[Stored records]
******

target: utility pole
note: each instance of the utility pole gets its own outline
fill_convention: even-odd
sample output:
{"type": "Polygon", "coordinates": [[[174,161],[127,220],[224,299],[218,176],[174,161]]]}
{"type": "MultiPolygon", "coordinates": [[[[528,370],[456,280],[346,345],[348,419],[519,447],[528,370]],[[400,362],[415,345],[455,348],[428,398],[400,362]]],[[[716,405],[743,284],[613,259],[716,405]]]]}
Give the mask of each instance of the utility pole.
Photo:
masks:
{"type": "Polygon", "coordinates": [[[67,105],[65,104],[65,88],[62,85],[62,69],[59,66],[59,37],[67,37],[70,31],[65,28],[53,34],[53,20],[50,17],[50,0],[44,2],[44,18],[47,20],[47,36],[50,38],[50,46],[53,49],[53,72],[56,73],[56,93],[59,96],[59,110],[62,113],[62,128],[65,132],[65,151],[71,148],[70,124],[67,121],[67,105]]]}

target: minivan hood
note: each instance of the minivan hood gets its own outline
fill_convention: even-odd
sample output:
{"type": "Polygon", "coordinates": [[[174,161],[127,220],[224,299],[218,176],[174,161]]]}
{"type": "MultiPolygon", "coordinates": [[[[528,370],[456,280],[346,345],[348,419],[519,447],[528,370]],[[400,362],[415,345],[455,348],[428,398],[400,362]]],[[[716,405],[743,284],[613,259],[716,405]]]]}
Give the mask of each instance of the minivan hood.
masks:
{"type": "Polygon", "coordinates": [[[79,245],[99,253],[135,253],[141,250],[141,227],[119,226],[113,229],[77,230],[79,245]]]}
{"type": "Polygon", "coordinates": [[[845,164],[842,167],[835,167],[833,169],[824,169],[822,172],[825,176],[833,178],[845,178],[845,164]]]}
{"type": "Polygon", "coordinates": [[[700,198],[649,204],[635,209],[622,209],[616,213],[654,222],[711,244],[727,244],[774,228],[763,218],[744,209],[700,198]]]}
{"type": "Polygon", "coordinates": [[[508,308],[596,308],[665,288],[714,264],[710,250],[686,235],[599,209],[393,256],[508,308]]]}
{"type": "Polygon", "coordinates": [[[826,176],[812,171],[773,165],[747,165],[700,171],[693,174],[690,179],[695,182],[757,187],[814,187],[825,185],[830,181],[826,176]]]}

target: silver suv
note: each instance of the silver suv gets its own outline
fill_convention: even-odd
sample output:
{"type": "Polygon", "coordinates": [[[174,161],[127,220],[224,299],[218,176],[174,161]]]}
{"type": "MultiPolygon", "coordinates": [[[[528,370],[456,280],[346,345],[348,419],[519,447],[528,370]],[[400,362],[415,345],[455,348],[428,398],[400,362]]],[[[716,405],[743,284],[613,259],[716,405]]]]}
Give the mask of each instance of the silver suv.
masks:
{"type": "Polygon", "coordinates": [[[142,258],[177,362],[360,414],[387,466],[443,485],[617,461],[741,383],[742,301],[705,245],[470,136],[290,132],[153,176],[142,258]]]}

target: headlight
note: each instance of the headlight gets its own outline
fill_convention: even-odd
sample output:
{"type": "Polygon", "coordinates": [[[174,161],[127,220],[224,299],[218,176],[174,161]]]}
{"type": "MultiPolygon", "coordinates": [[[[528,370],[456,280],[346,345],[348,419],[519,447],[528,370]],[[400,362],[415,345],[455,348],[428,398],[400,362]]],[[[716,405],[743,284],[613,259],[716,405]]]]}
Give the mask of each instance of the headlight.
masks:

******

# What you are asked to do
Lines in the data containing the string "pole" are to be counted; give that number alone.

# Completed task
3